Copy out exactly, and only, the lines from the one containing "Where can the dog's floppy" through the end of the entries. No pictures.

__Data in this exercise__
* * * * * * *
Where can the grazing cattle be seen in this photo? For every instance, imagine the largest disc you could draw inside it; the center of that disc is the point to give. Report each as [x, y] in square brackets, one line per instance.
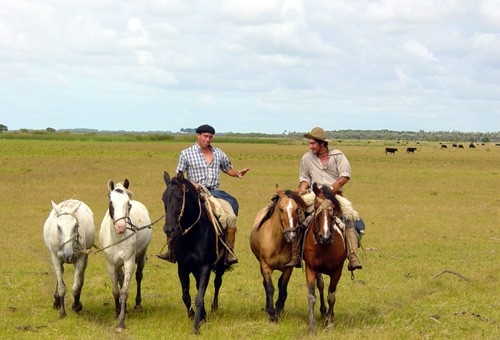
[390, 150]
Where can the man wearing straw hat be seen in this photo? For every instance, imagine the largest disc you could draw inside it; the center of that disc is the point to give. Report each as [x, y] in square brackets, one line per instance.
[327, 167]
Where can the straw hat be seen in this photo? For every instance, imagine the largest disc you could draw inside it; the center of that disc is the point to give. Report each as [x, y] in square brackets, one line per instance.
[316, 133]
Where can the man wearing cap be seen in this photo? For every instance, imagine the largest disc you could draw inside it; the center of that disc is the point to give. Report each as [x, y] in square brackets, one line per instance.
[327, 167]
[201, 163]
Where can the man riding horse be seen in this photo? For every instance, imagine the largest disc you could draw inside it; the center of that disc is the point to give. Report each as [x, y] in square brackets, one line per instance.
[202, 163]
[326, 167]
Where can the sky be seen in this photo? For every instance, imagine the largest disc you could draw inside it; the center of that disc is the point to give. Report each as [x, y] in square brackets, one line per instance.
[263, 66]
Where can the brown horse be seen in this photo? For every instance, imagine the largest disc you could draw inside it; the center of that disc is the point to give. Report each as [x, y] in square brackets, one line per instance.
[324, 252]
[274, 229]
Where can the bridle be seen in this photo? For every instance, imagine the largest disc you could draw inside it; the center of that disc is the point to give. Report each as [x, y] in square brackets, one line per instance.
[184, 190]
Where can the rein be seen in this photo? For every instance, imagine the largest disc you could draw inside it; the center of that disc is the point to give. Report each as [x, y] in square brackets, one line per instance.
[184, 190]
[133, 228]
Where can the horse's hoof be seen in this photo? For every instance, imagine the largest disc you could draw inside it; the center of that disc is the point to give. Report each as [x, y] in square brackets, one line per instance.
[78, 307]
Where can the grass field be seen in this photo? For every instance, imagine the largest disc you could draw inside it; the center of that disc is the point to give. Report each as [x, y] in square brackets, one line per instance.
[431, 266]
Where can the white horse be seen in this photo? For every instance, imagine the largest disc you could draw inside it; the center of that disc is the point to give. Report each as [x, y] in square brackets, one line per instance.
[125, 235]
[69, 232]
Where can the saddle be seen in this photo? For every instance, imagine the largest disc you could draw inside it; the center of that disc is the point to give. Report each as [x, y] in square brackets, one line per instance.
[217, 217]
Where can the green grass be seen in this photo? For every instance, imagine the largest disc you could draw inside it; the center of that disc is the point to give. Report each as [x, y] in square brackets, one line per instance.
[434, 211]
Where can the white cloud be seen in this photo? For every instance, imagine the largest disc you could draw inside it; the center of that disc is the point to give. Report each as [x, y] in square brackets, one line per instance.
[257, 60]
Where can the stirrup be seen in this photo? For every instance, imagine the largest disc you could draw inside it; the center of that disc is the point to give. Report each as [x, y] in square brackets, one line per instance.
[166, 256]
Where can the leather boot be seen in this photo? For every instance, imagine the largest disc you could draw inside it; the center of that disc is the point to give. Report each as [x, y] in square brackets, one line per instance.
[230, 238]
[352, 244]
[170, 254]
[296, 261]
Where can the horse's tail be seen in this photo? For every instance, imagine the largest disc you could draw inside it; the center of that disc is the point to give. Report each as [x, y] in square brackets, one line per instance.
[347, 209]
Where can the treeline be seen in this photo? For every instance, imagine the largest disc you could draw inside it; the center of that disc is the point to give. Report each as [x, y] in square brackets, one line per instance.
[432, 136]
[188, 133]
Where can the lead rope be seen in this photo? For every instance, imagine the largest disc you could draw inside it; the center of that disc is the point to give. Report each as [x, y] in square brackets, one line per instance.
[133, 228]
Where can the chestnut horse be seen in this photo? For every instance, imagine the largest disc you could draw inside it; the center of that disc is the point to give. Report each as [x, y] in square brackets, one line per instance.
[324, 252]
[275, 228]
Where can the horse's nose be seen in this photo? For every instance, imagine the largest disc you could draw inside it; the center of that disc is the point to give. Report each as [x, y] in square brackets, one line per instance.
[169, 230]
[68, 257]
[120, 226]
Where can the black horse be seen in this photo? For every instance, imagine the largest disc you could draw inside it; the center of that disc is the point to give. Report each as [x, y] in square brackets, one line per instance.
[198, 247]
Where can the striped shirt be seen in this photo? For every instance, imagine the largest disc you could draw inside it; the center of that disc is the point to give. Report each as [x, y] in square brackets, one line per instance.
[193, 163]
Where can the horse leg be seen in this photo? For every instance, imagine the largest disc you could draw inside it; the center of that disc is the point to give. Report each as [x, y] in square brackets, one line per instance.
[217, 284]
[282, 290]
[267, 282]
[60, 286]
[80, 266]
[123, 294]
[321, 289]
[141, 261]
[202, 279]
[186, 297]
[334, 279]
[311, 279]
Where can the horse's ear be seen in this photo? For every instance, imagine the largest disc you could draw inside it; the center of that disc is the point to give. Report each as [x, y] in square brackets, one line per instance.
[76, 207]
[55, 207]
[166, 177]
[180, 176]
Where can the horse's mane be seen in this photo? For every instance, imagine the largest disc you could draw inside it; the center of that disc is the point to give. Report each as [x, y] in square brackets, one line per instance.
[330, 195]
[274, 202]
[341, 204]
[183, 181]
[121, 187]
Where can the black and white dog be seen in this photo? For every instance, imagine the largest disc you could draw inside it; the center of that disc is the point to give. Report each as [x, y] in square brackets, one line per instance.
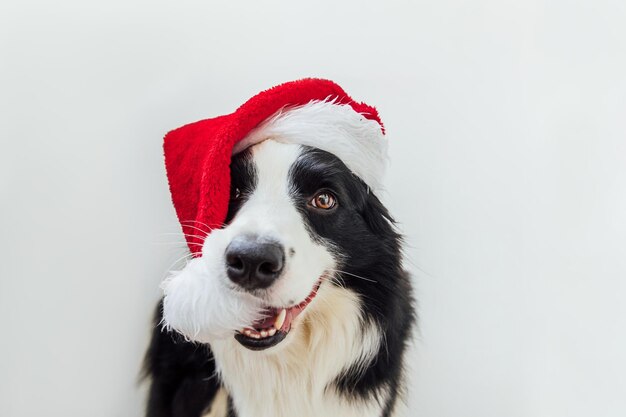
[309, 243]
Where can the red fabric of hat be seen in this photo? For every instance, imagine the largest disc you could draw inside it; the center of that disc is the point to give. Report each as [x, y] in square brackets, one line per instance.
[198, 155]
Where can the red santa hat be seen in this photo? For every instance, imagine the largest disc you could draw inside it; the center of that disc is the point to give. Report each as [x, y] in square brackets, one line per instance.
[312, 112]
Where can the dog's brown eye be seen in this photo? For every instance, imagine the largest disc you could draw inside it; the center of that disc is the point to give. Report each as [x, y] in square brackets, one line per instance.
[324, 201]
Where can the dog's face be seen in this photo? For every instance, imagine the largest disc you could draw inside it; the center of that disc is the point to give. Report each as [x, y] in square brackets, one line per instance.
[297, 218]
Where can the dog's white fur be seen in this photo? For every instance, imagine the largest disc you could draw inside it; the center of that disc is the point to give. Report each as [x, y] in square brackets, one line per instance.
[336, 128]
[200, 301]
[293, 378]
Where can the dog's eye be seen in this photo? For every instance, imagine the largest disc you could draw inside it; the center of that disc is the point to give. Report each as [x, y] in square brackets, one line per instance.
[324, 201]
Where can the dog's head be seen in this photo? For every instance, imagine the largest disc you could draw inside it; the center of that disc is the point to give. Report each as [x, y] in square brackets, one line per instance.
[299, 223]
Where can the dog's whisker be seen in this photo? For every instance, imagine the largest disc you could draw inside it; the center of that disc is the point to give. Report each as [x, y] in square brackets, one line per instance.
[198, 229]
[353, 275]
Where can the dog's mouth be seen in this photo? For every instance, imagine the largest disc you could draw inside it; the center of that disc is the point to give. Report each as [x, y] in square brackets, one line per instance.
[274, 327]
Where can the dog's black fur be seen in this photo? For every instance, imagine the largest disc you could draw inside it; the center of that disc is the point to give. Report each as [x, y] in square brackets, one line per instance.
[362, 231]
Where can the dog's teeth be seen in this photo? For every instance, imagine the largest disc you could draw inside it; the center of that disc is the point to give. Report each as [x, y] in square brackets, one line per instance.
[280, 319]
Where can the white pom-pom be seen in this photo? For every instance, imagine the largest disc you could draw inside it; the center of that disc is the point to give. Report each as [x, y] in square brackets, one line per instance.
[201, 307]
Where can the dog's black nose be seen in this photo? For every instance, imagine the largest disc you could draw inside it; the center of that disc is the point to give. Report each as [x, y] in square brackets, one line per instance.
[253, 263]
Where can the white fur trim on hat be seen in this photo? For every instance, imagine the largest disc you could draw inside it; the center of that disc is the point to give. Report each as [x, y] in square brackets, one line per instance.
[336, 128]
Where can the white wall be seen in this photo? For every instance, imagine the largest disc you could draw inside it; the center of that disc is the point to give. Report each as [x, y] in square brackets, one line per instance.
[508, 141]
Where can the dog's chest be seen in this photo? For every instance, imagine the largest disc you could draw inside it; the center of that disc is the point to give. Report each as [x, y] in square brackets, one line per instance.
[298, 380]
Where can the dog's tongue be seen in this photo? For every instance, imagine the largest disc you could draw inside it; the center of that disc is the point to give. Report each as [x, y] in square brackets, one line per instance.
[281, 318]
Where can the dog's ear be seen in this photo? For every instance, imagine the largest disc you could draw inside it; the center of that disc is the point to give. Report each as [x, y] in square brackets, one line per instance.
[377, 216]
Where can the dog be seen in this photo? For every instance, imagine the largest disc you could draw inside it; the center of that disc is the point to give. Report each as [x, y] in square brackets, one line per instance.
[307, 242]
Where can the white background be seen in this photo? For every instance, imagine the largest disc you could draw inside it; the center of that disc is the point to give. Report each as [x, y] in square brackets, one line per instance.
[508, 145]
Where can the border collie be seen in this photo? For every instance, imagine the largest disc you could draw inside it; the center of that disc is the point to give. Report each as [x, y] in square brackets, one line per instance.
[307, 242]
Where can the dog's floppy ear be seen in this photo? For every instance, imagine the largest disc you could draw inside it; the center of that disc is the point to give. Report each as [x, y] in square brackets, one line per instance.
[376, 215]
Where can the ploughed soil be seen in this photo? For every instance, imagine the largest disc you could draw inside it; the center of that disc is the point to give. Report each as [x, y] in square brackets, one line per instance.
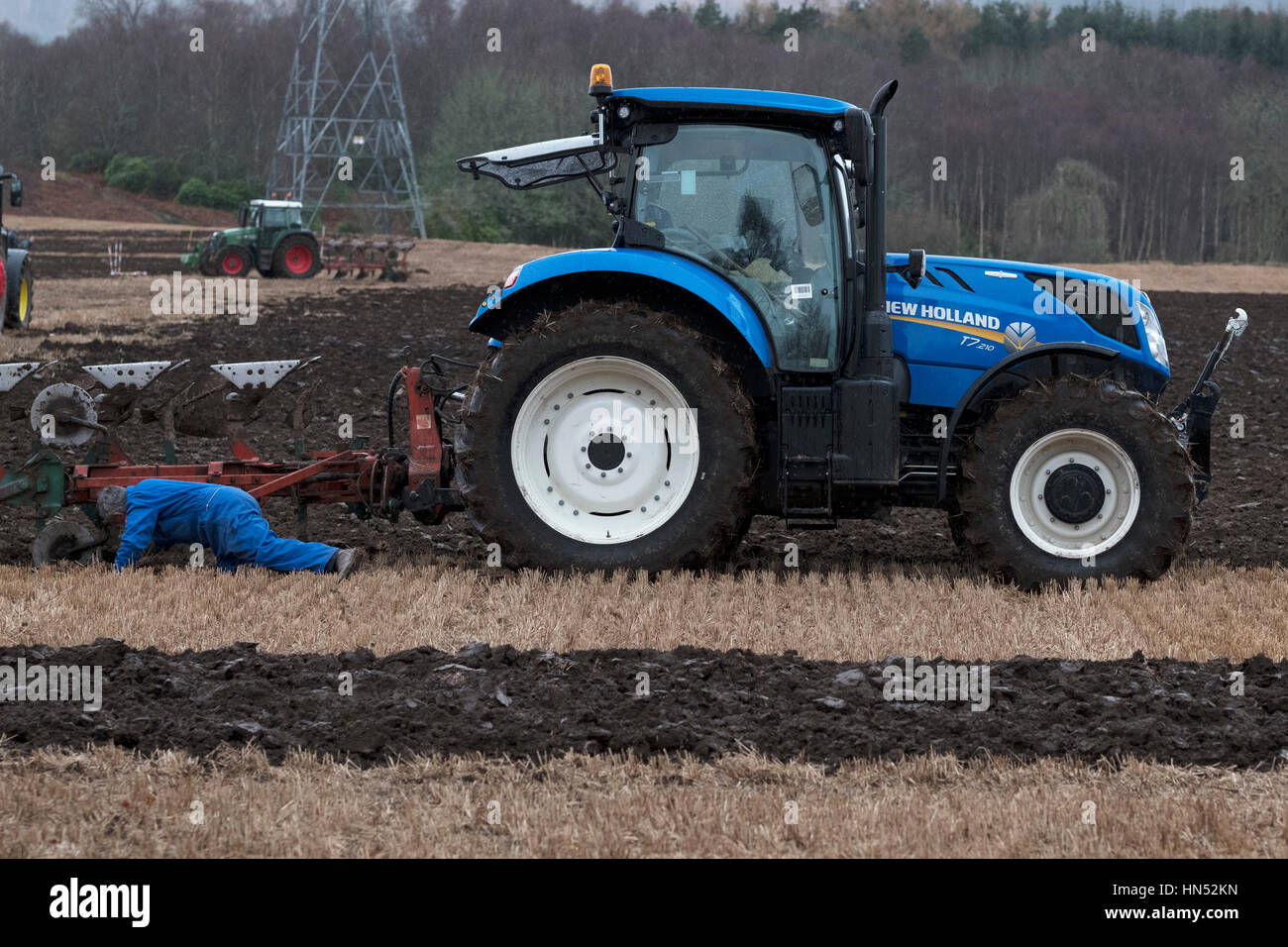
[498, 701]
* * * * * * *
__Response to the exercise__
Where can the dog's floppy ear be seen in this photo? For every instance, imagine the largest disc you could draw inside it; the center of that disc is the point to give. Report each as [x, y] in square brackets, one line per instance.
[376, 215]
Where can the ploughed soil be seen in this photo? For every instance, imagine the largest disc you could draw inside it; the center of that disc is the point to give. Report each as [x, y] in square brackets, one line per instance.
[498, 701]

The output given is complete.